_BRIEF_
Can you output each of the records below line for line, without changing anything?

_PROVIDED DATA_

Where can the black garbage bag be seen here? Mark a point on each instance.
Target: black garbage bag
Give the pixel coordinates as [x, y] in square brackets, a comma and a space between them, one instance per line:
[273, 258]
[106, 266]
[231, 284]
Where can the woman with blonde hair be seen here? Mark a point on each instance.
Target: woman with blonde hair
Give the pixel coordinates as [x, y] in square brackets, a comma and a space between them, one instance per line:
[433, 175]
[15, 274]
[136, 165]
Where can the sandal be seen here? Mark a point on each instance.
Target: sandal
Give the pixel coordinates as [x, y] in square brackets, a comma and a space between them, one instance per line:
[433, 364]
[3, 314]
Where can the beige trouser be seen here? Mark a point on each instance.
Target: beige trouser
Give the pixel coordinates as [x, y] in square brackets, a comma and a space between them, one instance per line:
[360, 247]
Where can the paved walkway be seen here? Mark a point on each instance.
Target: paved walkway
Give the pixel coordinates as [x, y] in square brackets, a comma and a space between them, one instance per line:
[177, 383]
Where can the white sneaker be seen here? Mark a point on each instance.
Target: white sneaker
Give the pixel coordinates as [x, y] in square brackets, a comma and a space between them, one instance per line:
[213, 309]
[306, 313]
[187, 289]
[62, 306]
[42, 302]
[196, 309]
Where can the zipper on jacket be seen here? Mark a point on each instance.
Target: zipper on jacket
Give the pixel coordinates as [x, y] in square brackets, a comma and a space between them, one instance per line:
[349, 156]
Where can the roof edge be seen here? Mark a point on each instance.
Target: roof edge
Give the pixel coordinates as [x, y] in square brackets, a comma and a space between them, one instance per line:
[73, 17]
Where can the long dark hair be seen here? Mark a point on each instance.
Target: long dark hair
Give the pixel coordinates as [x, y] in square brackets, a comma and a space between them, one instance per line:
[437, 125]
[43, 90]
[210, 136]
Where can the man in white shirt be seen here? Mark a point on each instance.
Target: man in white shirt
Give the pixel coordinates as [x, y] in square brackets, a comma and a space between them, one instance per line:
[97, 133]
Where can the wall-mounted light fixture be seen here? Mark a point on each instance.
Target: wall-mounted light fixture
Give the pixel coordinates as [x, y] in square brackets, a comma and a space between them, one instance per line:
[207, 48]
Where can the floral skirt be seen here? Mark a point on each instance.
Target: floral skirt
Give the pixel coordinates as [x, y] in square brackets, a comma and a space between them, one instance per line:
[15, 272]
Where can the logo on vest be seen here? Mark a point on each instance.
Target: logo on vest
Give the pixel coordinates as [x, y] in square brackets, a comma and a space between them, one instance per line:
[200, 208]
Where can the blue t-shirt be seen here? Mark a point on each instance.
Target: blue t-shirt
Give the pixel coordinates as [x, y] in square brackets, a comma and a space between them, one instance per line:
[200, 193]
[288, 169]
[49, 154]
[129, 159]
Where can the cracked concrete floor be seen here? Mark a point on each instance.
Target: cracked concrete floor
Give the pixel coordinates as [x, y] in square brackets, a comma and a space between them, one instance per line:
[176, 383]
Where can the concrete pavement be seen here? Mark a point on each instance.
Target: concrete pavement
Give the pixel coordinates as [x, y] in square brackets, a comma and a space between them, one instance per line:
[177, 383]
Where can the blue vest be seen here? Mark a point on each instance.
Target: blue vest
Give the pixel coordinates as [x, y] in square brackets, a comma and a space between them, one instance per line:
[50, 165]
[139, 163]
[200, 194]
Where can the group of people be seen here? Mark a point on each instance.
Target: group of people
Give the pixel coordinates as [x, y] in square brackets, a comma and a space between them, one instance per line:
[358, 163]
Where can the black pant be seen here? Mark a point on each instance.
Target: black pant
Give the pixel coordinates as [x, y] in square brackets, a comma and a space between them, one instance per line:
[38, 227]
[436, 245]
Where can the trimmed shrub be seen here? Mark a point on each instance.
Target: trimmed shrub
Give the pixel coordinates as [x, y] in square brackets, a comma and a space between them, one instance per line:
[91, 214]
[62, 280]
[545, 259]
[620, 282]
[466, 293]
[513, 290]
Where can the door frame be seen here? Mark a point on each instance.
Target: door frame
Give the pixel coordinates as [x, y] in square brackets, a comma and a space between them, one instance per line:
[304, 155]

_RESULT_
Where can the black garbage bag be seen here? Mark a point on each instance.
Target: black garbage bag
Give the pixel coordinates as [x, y] in square brackets, a comma and a space between them, one instance per line:
[273, 258]
[106, 266]
[231, 284]
Where can the woman with blonde hair be seen here? Mark a point on each instance.
Target: woman with blonde hair
Give the pixel coordinates as [x, y] in square brackets, a comma and a space between them, one instance per line:
[433, 175]
[15, 274]
[136, 165]
Where can the sandal be seen here? Mark a point on each instance.
Target: sandal
Give the pixel coordinates as [x, y] in square brackets, a comma and a space between them, one instance per line:
[433, 364]
[3, 314]
Where can the beige trouser be seen here? Mark a point on each instance.
Target: beige trouser
Give the pixel coordinates as [x, y] in square brackets, a comma and a space between them, one instance per line:
[360, 247]
Where can the paved walkway be seen here? Mark a point on each instance.
Target: paved walkway
Give the pixel coordinates as [x, y] in square brackets, a comma and a space between them, one instance per line:
[177, 383]
Where can the white sneaker be seen here? Mark a point on each instance.
Target: white sneaker
Give the pixel coordinates as [x, y] in square brackets, a comma and a space between them, one instance per line:
[213, 309]
[306, 313]
[187, 289]
[62, 306]
[42, 302]
[196, 309]
Where can the zipper on jacket be seen here? Mark a point on each instance.
Target: zipper on jacket
Give the pixel coordinates as [x, y] in square brackets, a comma and a space between them, one instance per line:
[349, 156]
Where can the roof edge be seen here? Mark a point on each instance.
Target: roof edge
Give the pixel coordinates as [x, y] in square brackets, a comma and a space between them, one instance per line:
[73, 17]
Where can the long dark hair be seen here? Mark a point on each instance.
Target: long dark hair
Give the pixel coordinates as [x, y] in square brackets, a comma and a space between them, one instance per line:
[437, 125]
[43, 90]
[210, 136]
Where can the man in white shirt be seen here? Mark a point on each instance.
Target: man in white shirt
Give the pixel coordinates as [x, y] in square brackets, a comma and a space between them, one instance per line:
[97, 133]
Where can the wall-mounted light fixture be seen here? Mark a point on each instance.
Target: wall-mounted light fixture
Give the pixel coordinates as [x, y] in square brackets, a comma and a space between them, one instance per line:
[207, 48]
Where can the floral skirt be seen here? Mark a point on each instance.
Target: floral skirt
Give the pixel coordinates as [x, y] in square brackets, a comma and a space between them, one instance per line:
[15, 272]
Where can the logo on vest be seen here? Mark a point on each instance.
Target: logo on vest
Give the pixel coordinates as [x, y] in square brackets, a comma and a space between them, one instance per line:
[200, 208]
Where can the blue t-shirt be seen here? Mark a point on each instance.
Target: blue t-shirt
Give the pixel coordinates as [x, y] in square brackets, a comma and a space between them, one instance per line:
[200, 193]
[288, 169]
[49, 154]
[129, 159]
Where can the cracked concrete floor be seen here? Mark a point on each instance.
Target: cracked concrete floor
Give the pixel coordinates as [x, y] in square brackets, a comma and a space between them, one instance per line:
[176, 383]
Where can the concrete pavement be seen here? Mark a point on each instance.
Target: concrete pavement
Give the pixel coordinates as [x, y] in square brackets, a comma and a space between them, one instance per line:
[177, 383]
Where can the blue vest be seen here? Mark a point on each instance.
Target: blue vest
Give the pixel coordinates as [x, y] in square brackets, a comma and a space between them, one instance per line:
[50, 165]
[139, 163]
[200, 194]
Where can the group of people be seen here? Mark a point on each instance.
Target: group of people
Give the pixel coordinates as [x, y] in square brackets, a comma and a space between them, one instance per line:
[358, 163]
Where can the black pant be seen here? Mark a point on each instance.
Target: black pant
Give the pixel coordinates as [x, y] in square brackets, a comma and a space between them, one instance per line:
[38, 227]
[436, 245]
Where can the trimmed shrub be seen here? Mark a point on each instance.
Target: trimmed shrub
Give the pixel coordinates as [x, y] in square brackets, a comma and a space between them, one instance per line:
[91, 214]
[62, 280]
[545, 259]
[620, 282]
[466, 293]
[513, 290]
Where can the door frame be seen here? Mark a point on each instance.
Target: door frame
Give the pixel coordinates as [x, y] in square brackets, a comma and a space between them, one instance per line:
[304, 155]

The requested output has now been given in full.